3. **Example: custom spectra dataset**

   .. code-block:: python
      
      class StellarSpectraDataset(Dataset):
          def __init__(self, paths, transform=None, modality_registry=None):
              self.paths = paths
              self.transform = transform
              self.modality_registry = modality_registry
              
              # Read file paths
              if "spectra" in paths and paths["spectra"] is not None:
                  self.spectra_paths = np.genfromtxt(paths["spectra"], delimiter=",", dtype=str)
              else:
                  self.spectra_paths = None
              
              # Set length to the first non-None dataset
              self.dataset_len = len(self.spectra_paths) if self.spectra_paths is not None else 0
          
          def __len__(self):
              return self.dataset_len
          
          def process_spectrum(self, raw_spectrum, wavelength):
              patch_size = self.modality_registry.get_config("spectra").patch_size
              
              # Apply padding to the spectrum to make it divisible by patch_size
              w = raw_spectrum.shape[0]
              pad_w = (patch_size - w % patch_size) % patch_size
              padded_spectrum = F.pad(raw_spectrum, (0, pad_w))
              padded_wl = F.pad(wavelength, (0, pad_w))
              
              # Rearrange into patches
              patch_spectrum = einops.rearrange(
                  padded_spectrum,
                  "(w p) -> (w) (p)",
                  p=patch_size,
              )
              
              patch_wl = einops.rearrange(
                  padded_wl,
                  "(w p) -> (w) (p)",
                  p=patch_size,
              )
              
              # Apply transforms if specified
              if "spectra" in self.transform:
                  patch_spectrum = self.transform["spectra"](patch_spectrum)
              
              return patch_spectrum, patch_wl
          
          def __getitem__(self, idx):
              try:
                  # Load spectral data from FITS file
                  with fits.open(self.spectra_paths[idx]) as hdul:
                      raw_spectrum = hdul[1].data["Flux"].astype(np.float32)
                      wavelength = hdul[1].data["Wave"].astype(np.float32)
                  
                  # Convert to tensor and normalize
                  raw_spectrum = torch.tensor(raw_spectrum).to(torch.bfloat16)
                  wavelength = (torch.tensor(wavelength).to(torch.bfloat16) - 3000) / (10000 - 3000)
                  
                  # Process the spectrum
                  patch_spectrum, patch_wl = self.process_spectrum(raw_spectrum, wavelength)
                  
                  # Check for NaN values
                  if torch.isnan(patch_spectrum).any() or torch.isnan(patch_wl).any():
                      raise ValueError("Found NaNs in spectra, skipping file")

_Requirement 1_
In the custom spectra dataset code, which two column names are read from the FITS file for the flux and the wavelength?

_Record extracts_

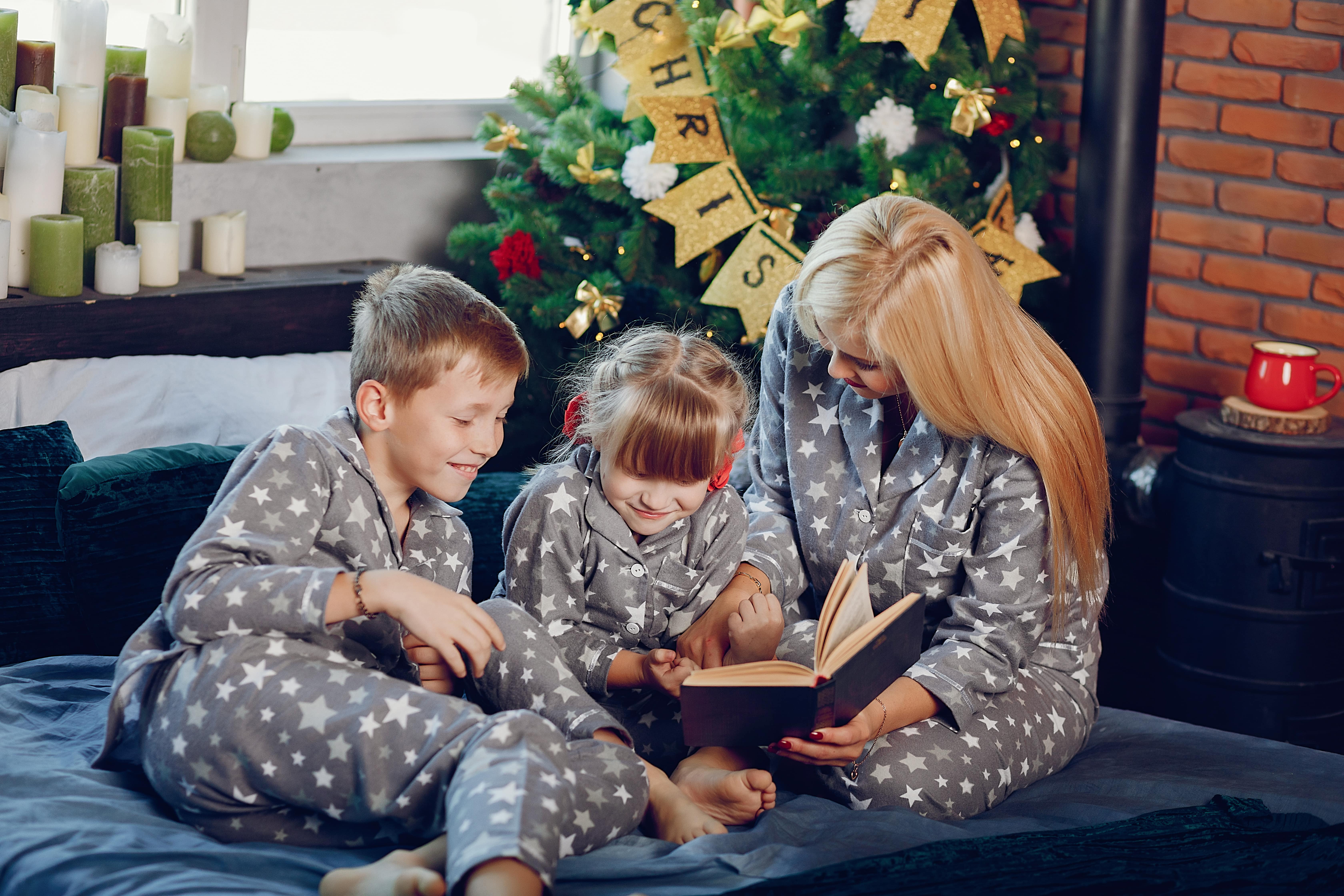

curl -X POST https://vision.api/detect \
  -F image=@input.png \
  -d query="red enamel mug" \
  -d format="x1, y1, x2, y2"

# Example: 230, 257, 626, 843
1246, 341, 1344, 411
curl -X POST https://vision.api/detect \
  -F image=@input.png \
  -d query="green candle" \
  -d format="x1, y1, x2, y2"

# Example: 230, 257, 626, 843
28, 215, 83, 297
60, 165, 117, 286
121, 125, 172, 246
0, 9, 19, 111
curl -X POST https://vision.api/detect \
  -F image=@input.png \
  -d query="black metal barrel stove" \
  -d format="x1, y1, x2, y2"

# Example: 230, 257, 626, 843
1159, 410, 1344, 752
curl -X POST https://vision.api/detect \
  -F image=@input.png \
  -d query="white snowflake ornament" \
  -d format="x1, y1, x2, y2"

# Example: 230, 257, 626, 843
621, 140, 677, 201
855, 97, 915, 159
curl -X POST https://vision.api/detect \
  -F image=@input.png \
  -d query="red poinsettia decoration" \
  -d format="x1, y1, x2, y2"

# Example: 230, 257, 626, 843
981, 111, 1017, 137
491, 230, 542, 279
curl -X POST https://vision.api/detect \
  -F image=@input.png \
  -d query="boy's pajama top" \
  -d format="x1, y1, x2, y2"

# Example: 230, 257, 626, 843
495, 445, 747, 766
92, 408, 646, 888
743, 283, 1105, 818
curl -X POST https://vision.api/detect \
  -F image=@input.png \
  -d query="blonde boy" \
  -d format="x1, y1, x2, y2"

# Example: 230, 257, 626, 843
99, 265, 646, 893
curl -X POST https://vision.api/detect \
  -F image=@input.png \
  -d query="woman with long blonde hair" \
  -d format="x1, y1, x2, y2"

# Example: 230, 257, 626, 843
679, 196, 1110, 818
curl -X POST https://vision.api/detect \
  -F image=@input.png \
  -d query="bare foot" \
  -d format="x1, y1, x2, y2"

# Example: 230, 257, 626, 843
644, 775, 728, 844
317, 849, 448, 896
672, 762, 774, 825
723, 594, 784, 665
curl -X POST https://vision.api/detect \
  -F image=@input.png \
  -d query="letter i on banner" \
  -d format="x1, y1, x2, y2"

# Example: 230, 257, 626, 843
644, 161, 770, 267
700, 223, 802, 341
616, 34, 714, 121
640, 97, 731, 163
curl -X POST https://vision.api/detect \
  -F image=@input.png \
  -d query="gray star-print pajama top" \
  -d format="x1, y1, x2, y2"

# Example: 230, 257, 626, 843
95, 408, 648, 888
495, 445, 747, 768
743, 283, 1101, 818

_Requirement 2_
Rewrite the listing, everything from its start down to the line containing "1246, 341, 1344, 411", swapping "red enamel mug" for "white enamel mug" and changing nothing else. Leave the pictures out.

_Exercise response 1_
"Flux" and "Wave"

_Exercise response 2_
curl -X POST https://vision.api/detect \
  -F image=@input.png \
  -d query="white enamel mug" \
  -d format="x1, y1, x2, y2"

# Example: 230, 257, 626, 843
1246, 341, 1344, 411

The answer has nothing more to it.